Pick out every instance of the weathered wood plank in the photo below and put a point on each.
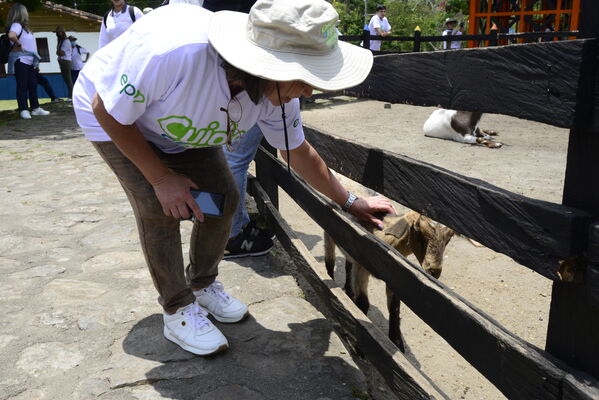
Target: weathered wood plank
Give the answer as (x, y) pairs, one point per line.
(406, 381)
(580, 388)
(534, 233)
(536, 81)
(518, 369)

========================

Transcribe the entries above word for word, leaving the pictures out.

Pick out every instance of the weathered wood plank in the photo below and put a point on each.
Target: weathered wood plank
Give the answer as (x, y) pairs, one point per line.
(406, 381)
(580, 388)
(534, 233)
(536, 81)
(518, 369)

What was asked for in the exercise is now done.